- Opening Delimiter -
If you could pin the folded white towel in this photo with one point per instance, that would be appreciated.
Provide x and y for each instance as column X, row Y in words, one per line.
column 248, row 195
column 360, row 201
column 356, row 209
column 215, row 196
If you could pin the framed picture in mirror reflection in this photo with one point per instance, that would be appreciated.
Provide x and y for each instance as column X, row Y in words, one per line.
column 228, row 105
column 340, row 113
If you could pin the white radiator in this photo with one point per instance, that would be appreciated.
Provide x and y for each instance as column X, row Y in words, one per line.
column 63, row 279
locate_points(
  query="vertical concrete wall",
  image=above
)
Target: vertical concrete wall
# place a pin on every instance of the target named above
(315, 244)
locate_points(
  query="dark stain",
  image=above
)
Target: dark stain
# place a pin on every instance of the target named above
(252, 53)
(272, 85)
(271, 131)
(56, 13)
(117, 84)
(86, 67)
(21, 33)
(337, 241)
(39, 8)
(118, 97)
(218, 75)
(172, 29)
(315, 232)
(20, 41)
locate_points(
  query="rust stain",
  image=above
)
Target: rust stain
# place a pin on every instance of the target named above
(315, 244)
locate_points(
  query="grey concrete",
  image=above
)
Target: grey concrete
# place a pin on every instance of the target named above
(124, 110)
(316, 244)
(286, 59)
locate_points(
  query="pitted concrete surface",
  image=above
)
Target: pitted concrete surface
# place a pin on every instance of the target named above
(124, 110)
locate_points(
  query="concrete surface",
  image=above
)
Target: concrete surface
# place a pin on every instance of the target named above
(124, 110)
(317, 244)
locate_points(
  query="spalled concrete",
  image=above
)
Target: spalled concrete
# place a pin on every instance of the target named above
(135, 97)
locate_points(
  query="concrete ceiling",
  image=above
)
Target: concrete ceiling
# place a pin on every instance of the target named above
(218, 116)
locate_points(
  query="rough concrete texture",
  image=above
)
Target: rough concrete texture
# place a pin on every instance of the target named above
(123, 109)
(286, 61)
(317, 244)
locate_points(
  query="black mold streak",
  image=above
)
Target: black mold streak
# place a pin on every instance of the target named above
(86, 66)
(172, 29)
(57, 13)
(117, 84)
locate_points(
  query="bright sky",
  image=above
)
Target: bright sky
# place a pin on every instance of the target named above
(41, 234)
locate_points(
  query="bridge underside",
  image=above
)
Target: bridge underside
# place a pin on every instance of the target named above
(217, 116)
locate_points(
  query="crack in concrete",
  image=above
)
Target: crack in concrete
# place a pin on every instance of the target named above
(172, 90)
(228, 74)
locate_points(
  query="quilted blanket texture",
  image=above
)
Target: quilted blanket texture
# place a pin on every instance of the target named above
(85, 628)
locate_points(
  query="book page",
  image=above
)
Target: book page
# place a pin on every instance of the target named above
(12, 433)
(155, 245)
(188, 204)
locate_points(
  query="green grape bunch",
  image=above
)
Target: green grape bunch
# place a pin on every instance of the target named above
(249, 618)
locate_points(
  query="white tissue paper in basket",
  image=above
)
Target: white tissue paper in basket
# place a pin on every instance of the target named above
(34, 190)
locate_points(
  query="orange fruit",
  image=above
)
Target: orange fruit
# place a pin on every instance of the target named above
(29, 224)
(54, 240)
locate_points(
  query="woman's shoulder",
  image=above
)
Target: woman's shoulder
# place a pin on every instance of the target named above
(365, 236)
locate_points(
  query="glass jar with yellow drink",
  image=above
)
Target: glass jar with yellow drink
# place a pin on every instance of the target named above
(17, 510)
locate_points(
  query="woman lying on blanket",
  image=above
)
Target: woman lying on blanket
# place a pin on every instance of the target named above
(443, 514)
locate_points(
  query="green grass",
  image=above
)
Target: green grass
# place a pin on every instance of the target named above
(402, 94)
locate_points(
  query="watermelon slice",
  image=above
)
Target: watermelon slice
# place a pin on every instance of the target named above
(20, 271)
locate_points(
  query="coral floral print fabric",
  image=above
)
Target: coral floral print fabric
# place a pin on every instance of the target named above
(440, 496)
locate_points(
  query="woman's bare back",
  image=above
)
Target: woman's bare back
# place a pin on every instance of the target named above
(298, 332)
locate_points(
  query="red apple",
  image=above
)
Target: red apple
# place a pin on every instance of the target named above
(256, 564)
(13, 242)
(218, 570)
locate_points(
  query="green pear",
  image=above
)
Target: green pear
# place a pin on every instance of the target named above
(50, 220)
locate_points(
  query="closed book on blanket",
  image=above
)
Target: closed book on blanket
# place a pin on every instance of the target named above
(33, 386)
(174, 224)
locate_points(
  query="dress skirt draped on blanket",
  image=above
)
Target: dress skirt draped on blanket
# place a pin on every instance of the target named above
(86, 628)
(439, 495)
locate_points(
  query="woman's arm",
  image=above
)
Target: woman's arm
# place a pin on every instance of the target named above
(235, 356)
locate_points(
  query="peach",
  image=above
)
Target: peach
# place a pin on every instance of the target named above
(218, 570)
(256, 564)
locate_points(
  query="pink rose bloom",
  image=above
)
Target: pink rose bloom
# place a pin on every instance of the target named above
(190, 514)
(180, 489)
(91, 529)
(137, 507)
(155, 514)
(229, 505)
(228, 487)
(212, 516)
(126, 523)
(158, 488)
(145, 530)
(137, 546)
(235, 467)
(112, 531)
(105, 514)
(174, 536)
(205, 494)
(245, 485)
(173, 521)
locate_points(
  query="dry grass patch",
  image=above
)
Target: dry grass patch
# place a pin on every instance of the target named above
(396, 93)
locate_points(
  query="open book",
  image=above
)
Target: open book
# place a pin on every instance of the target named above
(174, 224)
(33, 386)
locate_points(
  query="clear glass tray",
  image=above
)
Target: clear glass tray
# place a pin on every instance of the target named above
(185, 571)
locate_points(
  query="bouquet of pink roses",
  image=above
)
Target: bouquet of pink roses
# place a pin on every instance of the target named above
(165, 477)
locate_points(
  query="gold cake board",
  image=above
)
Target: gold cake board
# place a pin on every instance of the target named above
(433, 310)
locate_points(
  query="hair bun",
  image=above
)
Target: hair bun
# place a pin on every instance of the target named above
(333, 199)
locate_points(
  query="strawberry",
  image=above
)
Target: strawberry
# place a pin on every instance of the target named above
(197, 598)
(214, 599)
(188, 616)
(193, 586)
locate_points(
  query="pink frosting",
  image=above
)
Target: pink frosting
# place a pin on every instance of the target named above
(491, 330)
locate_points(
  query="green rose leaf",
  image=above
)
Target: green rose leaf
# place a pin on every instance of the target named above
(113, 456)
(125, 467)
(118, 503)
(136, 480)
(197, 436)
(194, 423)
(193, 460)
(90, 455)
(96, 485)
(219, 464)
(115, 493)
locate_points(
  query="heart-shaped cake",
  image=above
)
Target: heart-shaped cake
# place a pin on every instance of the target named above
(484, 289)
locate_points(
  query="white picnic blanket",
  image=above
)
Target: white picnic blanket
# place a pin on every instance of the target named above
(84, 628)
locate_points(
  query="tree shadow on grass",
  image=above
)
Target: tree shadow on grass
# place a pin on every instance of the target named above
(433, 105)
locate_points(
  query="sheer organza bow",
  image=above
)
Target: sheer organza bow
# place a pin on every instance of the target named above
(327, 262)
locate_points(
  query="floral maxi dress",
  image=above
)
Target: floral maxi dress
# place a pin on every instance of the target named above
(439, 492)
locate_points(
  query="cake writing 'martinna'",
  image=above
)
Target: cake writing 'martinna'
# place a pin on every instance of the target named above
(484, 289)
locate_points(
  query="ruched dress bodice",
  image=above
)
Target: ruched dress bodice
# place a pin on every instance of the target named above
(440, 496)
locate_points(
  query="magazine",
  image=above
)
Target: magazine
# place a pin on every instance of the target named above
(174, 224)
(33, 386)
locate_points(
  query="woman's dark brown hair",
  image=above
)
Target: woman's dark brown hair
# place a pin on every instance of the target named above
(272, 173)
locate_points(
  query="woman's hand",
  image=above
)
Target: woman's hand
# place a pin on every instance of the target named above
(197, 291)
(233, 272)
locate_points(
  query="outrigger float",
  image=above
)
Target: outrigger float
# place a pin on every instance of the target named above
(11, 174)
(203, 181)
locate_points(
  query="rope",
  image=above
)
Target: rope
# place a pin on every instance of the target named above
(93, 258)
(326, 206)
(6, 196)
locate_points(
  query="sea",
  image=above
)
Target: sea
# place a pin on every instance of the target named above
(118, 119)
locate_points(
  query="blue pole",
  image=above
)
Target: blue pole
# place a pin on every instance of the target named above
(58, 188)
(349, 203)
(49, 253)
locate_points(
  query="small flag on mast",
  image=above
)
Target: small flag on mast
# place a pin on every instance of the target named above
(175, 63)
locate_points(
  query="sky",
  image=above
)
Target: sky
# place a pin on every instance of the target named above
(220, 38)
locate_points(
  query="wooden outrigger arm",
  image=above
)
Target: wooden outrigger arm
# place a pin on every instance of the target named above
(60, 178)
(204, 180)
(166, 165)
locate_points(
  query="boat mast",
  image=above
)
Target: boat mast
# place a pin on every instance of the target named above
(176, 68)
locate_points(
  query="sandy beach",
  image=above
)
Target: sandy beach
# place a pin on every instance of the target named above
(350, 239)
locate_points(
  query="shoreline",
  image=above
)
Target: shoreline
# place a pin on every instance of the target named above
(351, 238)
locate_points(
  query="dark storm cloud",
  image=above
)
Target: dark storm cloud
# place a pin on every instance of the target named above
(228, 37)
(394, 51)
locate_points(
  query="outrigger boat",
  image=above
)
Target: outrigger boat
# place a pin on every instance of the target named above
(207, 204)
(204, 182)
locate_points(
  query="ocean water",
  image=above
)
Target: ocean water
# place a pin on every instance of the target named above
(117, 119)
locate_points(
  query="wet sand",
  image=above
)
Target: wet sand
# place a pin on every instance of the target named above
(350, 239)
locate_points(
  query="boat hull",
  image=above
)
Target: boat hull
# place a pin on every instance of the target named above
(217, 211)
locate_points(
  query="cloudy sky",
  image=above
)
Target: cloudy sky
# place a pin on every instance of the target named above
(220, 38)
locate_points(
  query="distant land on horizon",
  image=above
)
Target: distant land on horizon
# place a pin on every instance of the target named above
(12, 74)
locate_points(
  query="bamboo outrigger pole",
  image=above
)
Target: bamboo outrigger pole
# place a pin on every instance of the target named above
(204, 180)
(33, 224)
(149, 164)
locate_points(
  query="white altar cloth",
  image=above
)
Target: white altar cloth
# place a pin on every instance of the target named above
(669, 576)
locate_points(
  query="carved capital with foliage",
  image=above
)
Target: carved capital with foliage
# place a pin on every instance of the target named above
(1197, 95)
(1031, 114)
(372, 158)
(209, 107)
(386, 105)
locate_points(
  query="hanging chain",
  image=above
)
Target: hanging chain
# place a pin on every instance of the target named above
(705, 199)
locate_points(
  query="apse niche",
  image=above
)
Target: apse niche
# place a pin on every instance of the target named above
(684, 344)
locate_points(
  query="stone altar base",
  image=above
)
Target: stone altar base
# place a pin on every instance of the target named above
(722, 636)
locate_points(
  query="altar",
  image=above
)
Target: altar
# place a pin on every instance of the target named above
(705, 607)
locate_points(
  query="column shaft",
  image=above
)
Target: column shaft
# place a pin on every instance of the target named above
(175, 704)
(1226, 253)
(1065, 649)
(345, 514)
- Closing Delimiter -
__ASSIGNMENT__.
From the records above, return each line where "blanket" occurs.

__EXERCISE ANSWER__.
  query="quilted blanket texture",
Target: quilted blanket texture
  query="woman lying on blanket",
Target: woman lying on blanket
  query="closed book on blanket",
Target: closed book on blanket
  query="dress skirt draped on blanket",
Target: dress skirt draped on blanket
  query="white picnic blanket",
Target: white picnic blanket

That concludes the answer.